======== DATA FOR THIS EXERCISE ========

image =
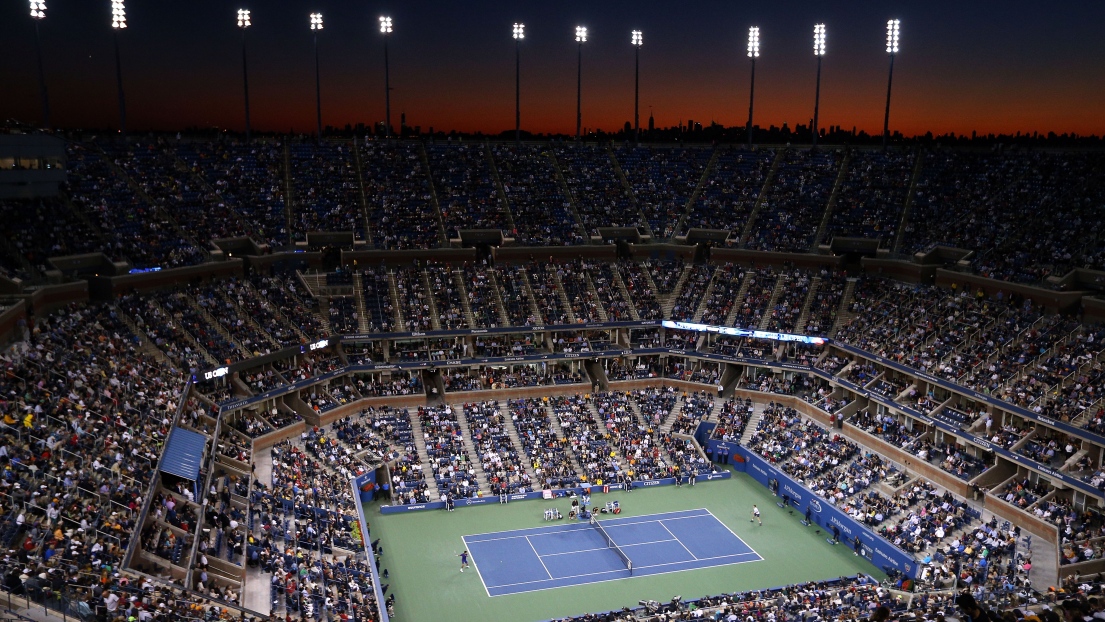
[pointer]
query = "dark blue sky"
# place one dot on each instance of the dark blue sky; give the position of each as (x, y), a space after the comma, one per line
(991, 66)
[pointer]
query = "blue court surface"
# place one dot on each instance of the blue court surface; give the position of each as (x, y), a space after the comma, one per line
(575, 554)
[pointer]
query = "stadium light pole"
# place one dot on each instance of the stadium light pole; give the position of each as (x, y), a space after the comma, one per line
(519, 33)
(119, 22)
(819, 51)
(637, 39)
(386, 30)
(892, 38)
(753, 54)
(580, 39)
(243, 22)
(316, 24)
(39, 13)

========

Transcribe the entries above verbatim, omitting their pictures.

image =
[pointer]
query = "dark blue sky"
# place one dot on each instance of the dark blue sky; give the position of each as (x, y), a space after the comma, one per line
(991, 66)
[pointer]
query = "blue court surface"
# place one dot on each instance of the blue court surface; give the position of each as (x, y), a space after the comma, one per line
(575, 554)
[pointer]
query = "stadium light pole"
# place one dot on each instance of the stadium light pole; give the position of each as (x, y), a space after the comma, one per line
(519, 33)
(119, 22)
(819, 51)
(637, 39)
(386, 30)
(892, 38)
(753, 54)
(580, 39)
(243, 22)
(316, 24)
(39, 13)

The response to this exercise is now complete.